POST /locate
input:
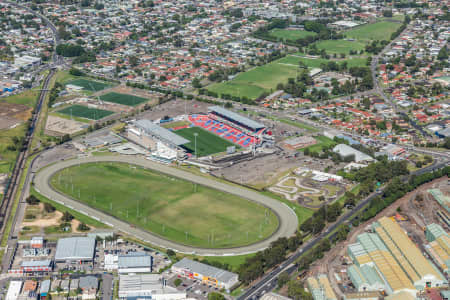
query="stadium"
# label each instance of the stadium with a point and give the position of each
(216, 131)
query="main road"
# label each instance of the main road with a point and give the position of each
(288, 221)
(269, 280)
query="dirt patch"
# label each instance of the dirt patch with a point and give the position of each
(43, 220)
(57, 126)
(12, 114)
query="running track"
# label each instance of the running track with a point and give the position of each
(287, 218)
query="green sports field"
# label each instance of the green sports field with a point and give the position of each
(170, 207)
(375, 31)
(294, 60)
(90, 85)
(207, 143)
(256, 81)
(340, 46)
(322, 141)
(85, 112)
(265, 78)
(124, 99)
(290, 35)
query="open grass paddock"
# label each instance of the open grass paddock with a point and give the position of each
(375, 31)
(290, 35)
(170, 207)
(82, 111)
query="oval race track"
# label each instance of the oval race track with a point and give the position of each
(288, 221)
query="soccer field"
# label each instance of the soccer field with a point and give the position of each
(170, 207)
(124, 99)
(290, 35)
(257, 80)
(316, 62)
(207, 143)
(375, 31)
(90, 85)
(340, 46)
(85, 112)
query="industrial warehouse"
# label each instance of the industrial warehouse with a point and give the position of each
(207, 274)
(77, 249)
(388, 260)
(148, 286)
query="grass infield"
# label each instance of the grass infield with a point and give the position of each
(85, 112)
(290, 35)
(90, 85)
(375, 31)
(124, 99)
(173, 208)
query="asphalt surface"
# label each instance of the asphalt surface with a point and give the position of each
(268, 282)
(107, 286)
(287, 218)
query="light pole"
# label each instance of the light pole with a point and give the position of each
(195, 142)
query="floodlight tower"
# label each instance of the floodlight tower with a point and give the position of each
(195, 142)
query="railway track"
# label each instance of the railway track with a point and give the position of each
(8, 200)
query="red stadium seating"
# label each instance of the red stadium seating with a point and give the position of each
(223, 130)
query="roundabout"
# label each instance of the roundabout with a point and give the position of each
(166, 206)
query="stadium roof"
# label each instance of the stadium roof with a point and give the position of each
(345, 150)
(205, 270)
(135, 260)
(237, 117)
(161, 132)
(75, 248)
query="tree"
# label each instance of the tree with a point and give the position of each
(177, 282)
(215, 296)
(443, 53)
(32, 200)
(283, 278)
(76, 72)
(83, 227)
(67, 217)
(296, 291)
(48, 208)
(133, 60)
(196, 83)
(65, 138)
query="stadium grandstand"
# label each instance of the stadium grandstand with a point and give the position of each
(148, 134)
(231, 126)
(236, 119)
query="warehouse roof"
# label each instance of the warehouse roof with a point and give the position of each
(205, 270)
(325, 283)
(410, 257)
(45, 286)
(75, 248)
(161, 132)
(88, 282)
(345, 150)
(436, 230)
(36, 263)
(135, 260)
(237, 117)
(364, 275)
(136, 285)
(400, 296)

────────────────────────────────────────

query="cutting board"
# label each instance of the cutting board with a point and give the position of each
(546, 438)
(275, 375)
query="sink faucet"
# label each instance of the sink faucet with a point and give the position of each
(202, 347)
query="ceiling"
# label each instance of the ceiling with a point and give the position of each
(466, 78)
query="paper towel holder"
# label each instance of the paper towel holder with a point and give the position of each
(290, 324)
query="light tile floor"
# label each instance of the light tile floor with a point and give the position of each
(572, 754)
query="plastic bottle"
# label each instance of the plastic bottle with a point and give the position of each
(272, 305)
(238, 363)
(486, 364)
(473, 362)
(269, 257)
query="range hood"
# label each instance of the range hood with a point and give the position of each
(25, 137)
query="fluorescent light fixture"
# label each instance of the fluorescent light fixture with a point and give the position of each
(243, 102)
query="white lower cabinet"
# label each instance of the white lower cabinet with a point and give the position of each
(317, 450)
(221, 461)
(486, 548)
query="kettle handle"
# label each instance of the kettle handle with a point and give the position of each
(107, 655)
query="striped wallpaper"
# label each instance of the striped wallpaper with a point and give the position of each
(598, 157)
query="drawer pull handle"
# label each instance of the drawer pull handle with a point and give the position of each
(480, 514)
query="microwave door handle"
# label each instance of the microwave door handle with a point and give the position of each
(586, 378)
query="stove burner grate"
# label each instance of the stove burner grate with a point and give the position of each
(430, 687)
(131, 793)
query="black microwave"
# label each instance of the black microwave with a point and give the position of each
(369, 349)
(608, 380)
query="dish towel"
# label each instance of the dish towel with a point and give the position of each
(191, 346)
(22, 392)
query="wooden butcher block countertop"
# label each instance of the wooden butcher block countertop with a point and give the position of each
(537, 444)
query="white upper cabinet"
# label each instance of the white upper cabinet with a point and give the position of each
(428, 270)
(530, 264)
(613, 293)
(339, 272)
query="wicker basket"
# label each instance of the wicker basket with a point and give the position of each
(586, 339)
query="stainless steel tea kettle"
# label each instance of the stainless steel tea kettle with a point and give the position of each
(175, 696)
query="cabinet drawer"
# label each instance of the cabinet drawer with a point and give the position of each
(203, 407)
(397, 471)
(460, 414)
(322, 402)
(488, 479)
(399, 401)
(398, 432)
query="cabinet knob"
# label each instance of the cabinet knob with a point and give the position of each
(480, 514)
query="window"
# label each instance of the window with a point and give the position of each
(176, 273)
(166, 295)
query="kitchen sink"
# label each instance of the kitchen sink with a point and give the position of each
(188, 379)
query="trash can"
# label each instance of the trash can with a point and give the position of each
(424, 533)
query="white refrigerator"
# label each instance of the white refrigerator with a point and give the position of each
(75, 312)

────────────────────────────────────────

■ Stated task
State how many lines of the entries above contain the word "grandstand". Give only the number.

■ Solution
2